* _Exercise directions_: Convert the rows below into a JSON list of strings, one string per line with blank lines skipped, starting at the line that contains "Objective — one point per instance of the white muzzle" and ending at the last row.

#### Dataset rows

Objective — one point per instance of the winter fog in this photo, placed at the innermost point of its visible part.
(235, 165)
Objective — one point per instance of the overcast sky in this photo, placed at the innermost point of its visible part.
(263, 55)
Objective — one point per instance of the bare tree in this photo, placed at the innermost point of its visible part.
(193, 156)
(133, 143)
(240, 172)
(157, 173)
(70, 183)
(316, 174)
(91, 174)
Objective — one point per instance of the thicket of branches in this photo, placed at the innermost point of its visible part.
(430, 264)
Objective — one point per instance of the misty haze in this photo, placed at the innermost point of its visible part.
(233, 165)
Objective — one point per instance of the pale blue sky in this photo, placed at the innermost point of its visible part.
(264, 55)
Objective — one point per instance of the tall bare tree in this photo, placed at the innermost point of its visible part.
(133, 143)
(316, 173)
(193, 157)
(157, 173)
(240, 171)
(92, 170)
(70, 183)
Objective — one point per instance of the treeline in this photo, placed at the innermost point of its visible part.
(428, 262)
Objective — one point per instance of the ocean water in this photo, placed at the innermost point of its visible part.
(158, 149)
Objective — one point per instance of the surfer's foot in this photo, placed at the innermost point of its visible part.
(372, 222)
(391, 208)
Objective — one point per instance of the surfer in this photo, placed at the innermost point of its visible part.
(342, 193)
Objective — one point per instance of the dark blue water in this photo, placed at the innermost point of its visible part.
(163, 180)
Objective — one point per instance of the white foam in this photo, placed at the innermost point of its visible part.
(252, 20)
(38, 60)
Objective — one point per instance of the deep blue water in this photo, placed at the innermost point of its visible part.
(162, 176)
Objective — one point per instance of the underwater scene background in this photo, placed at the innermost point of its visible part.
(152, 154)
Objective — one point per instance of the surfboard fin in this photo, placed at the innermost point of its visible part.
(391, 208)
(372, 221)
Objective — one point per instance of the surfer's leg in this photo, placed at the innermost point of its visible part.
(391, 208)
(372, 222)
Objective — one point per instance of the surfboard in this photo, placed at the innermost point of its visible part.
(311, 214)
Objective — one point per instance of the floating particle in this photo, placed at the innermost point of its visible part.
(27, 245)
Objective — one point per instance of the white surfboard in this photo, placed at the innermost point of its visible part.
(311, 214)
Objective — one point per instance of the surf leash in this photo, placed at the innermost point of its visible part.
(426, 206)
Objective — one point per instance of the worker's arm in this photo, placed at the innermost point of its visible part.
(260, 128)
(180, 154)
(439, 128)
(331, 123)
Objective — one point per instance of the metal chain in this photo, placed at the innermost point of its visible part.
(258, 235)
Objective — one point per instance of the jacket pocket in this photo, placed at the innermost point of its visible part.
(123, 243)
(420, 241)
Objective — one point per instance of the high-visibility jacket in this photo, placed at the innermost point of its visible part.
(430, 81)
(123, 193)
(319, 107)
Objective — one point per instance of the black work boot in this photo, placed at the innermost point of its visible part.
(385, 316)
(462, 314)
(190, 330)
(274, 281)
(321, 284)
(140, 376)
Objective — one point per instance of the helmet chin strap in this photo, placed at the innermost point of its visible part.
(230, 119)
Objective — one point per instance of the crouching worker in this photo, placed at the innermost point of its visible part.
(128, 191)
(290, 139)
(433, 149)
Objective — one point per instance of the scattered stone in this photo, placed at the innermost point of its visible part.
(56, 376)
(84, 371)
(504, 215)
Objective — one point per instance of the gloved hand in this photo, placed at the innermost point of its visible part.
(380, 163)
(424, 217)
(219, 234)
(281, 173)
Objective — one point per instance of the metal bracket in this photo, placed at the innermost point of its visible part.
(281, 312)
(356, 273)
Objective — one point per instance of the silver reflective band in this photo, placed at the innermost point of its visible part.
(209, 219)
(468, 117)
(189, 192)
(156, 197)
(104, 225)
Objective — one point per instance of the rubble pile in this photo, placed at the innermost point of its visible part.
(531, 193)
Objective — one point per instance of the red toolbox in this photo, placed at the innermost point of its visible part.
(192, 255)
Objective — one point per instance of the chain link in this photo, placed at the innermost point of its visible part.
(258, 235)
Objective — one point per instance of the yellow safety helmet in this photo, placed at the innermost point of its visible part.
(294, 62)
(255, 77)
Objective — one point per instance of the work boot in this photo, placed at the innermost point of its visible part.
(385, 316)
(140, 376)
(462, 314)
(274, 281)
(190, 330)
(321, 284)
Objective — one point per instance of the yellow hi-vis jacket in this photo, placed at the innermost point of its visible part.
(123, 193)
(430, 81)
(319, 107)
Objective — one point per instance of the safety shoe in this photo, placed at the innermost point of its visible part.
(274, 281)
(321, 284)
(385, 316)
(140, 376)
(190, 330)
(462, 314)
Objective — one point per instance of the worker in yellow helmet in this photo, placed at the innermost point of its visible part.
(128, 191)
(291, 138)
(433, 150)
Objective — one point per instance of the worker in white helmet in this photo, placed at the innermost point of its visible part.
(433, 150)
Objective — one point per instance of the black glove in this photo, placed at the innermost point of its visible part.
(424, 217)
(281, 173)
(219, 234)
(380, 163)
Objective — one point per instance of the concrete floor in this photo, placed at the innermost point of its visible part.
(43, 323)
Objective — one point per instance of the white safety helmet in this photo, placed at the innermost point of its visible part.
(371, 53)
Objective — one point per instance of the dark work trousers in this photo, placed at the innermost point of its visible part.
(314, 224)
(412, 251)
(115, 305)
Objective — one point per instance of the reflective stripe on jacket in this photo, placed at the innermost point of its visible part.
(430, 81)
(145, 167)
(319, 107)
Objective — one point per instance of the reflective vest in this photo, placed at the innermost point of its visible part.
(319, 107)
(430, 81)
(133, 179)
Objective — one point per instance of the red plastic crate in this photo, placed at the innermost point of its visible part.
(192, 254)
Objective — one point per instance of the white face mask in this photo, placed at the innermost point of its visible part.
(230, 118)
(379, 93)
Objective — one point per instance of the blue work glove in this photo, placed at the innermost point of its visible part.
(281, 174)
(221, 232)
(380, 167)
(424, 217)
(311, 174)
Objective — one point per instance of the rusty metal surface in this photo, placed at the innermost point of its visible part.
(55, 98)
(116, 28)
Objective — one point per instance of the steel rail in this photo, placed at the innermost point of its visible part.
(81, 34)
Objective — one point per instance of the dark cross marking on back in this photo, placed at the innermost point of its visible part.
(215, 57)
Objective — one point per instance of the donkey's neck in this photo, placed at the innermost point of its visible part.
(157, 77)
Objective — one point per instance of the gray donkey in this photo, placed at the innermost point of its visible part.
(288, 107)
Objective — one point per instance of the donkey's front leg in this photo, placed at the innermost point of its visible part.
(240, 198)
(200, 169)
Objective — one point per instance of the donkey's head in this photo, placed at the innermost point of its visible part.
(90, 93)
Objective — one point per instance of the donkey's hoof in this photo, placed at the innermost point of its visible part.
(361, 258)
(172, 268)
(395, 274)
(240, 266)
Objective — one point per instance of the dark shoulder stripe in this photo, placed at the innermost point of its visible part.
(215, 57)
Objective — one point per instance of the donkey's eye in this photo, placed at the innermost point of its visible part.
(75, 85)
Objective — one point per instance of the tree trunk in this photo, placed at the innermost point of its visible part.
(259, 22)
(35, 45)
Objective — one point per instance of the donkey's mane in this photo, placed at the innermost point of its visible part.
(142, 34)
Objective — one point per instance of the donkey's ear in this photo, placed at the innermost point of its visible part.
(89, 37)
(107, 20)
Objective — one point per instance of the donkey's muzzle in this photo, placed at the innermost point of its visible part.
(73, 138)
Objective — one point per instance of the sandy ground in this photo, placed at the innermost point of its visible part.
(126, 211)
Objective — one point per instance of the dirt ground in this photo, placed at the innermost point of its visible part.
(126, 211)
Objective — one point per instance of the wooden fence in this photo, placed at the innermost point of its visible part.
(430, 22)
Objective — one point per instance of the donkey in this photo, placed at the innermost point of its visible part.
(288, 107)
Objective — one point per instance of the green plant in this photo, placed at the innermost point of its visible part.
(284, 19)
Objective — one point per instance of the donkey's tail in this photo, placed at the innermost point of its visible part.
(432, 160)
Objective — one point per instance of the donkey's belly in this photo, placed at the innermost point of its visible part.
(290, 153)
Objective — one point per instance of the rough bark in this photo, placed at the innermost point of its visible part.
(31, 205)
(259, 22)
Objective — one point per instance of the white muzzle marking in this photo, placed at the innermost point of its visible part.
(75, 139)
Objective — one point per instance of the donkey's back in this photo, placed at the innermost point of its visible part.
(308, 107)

########

* _Correct answer_:
[
  "Objective — one point per instance of the white muzzle marking in this photo, placed at the innermost point of its visible part.",
  "(75, 139)",
  "Objective — one point per instance of the donkey's back in this photo, placed at the innermost point of its visible part.",
  "(308, 107)"
]